→ OBJECTIVE:
Identify the line in which "Annotate every instance of the tactile" appears, then reproduce that line and all remaining lines of the records word for word.
★ ★ ★ ★ ★
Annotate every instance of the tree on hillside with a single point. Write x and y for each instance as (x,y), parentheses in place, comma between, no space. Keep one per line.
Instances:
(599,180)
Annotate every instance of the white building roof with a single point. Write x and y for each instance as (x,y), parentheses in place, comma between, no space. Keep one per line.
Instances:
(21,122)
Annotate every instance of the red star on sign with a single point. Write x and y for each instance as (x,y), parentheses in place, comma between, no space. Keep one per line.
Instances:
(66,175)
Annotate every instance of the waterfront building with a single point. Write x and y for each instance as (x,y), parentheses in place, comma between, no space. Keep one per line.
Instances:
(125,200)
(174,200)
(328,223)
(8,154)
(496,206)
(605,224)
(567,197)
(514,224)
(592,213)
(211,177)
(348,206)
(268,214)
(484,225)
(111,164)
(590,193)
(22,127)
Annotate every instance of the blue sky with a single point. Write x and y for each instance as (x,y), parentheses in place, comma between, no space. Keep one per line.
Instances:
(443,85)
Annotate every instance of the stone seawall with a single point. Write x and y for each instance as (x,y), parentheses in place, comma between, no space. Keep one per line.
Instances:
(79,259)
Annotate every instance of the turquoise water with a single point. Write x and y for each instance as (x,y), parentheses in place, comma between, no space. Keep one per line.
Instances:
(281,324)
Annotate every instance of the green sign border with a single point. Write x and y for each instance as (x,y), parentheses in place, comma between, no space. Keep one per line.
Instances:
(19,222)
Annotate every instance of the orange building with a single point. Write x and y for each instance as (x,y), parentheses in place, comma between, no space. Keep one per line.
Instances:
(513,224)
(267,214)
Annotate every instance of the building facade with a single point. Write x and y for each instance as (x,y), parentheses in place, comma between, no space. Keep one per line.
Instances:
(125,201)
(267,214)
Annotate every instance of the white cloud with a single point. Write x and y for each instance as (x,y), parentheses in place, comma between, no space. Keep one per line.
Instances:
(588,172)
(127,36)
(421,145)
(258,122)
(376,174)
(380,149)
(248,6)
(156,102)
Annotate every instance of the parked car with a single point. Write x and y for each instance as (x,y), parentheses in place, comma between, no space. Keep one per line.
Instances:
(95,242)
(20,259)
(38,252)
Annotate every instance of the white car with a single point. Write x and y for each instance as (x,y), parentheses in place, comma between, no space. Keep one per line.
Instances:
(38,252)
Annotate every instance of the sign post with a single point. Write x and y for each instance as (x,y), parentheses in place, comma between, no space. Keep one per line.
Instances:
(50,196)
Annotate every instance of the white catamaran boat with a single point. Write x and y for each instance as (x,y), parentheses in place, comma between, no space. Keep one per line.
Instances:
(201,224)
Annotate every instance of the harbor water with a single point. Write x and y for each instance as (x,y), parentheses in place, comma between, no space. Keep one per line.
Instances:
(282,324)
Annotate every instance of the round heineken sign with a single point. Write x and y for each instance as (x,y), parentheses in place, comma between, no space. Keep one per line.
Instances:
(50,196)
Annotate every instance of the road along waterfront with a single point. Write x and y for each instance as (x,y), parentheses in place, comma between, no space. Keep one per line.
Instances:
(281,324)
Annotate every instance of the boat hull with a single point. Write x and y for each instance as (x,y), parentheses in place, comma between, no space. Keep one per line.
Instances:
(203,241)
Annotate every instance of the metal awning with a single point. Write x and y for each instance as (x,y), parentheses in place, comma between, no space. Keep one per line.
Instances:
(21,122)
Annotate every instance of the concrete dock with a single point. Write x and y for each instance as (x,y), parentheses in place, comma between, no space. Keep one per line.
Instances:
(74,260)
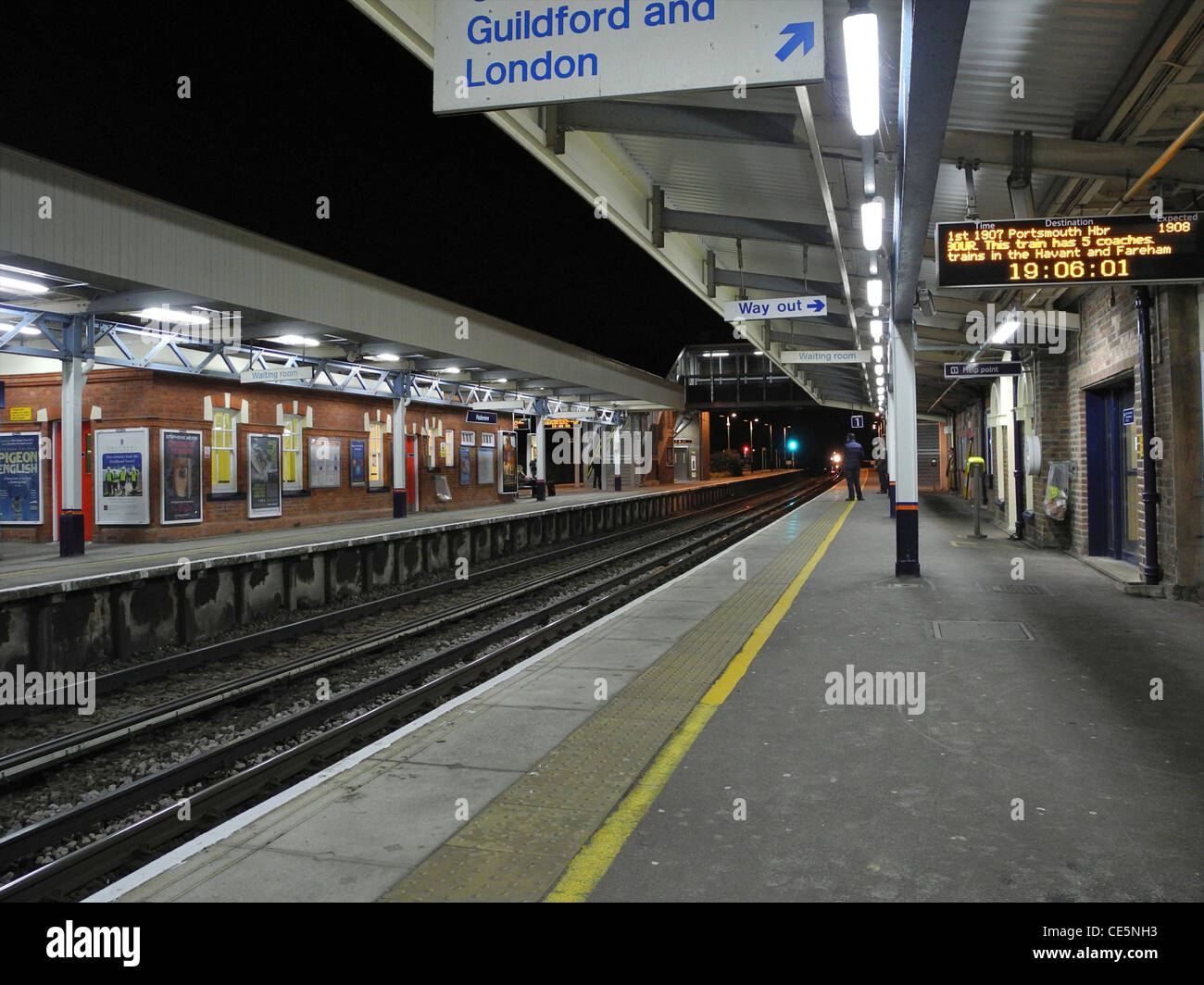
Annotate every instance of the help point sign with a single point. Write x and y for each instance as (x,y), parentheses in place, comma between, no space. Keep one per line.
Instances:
(493,55)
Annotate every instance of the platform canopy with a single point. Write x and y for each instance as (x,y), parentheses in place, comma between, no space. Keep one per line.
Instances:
(759,195)
(248,303)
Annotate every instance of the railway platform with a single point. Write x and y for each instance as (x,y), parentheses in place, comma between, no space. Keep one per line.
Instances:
(715,741)
(131,600)
(24,565)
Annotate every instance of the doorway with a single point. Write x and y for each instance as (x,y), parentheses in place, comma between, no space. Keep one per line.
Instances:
(1112,475)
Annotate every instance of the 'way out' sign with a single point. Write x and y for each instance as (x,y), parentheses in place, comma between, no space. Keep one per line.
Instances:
(502,53)
(808,306)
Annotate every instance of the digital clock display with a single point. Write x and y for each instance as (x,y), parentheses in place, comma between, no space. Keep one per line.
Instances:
(1106,249)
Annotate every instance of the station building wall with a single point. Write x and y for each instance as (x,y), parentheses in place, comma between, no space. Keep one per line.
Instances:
(1104,356)
(145,399)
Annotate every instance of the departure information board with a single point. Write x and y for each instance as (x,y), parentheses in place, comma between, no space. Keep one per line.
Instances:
(1108,249)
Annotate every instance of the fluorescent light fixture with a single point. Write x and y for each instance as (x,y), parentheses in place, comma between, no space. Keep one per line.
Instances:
(17,285)
(1007,329)
(168,315)
(861,65)
(872,224)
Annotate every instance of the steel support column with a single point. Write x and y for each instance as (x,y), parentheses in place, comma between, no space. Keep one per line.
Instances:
(891,453)
(71,523)
(398,456)
(931,47)
(907,500)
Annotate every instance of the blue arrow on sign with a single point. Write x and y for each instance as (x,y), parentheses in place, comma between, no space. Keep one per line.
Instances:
(799,34)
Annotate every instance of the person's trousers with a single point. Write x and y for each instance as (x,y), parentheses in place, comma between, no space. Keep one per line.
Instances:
(853,479)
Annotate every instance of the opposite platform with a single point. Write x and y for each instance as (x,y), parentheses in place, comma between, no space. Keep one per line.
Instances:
(486,790)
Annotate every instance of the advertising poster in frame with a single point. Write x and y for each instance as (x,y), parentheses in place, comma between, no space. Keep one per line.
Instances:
(20,479)
(359,461)
(485,467)
(180,492)
(123,484)
(325,463)
(263,476)
(508,475)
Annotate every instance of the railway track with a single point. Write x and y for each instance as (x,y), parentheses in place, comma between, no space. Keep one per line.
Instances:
(345,719)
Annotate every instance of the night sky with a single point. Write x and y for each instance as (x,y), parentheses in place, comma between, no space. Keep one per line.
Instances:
(294,100)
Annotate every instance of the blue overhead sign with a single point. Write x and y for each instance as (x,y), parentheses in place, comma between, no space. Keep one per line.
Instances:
(807,306)
(524,53)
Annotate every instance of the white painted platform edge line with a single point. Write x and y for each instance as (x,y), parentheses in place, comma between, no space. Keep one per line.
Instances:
(184,852)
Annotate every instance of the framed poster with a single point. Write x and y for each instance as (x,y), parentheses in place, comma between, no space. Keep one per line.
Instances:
(263,476)
(485,467)
(359,461)
(123,487)
(508,475)
(20,477)
(180,492)
(325,463)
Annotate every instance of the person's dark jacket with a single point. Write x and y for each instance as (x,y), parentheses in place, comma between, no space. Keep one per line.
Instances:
(854,456)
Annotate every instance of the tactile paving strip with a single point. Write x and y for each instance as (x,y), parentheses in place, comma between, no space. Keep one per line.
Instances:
(519,844)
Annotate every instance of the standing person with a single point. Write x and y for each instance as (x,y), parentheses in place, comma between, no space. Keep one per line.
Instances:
(854,457)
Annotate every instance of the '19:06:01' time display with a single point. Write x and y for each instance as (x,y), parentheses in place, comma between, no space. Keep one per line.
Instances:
(1071,251)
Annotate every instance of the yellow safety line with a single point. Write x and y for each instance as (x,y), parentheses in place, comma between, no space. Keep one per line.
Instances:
(593,861)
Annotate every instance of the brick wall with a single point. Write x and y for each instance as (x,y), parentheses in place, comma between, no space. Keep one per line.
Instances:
(143,399)
(1106,353)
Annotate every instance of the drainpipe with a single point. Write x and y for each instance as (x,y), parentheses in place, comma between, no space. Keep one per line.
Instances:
★ ★ ★ ★ ★
→ SOLUTION FOR THIS PROBLEM:
Annotate every instance of the tactile paving strip with a single point. Write x and y for each instance as (x,y), parentheses in place, comma between, no space. Keep one per line.
Instances:
(519,844)
Annotate every instance of the standing person with a single point. Write x and y for each instance as (x,y), parentheses in place, comma between, no space. Keep one per line.
Instances:
(854,457)
Annotate every instance of the '19:06:01' time display with a single point. Write x and y for each instance as (x,y), parentheses in place, comma between, no space. Keep one per line.
Instances:
(1071,251)
Annotate every instance of the yellow safety line with a single point. Write x and y for each instance as (x,y), parentheses in place, comma between, no space. Keep one per line.
Instances:
(593,861)
Annotate every instance of the brick wall with a single point. Write x and y for each instance as (x,y), parentheses in place, comma between, no space. Keep one per line.
Instances:
(143,399)
(1106,353)
Annotate every instance of the drainpipe with a single point. Write x and y for each instance as (x,y), parentheses in place, comma between, no space. Keep one per line.
Instances:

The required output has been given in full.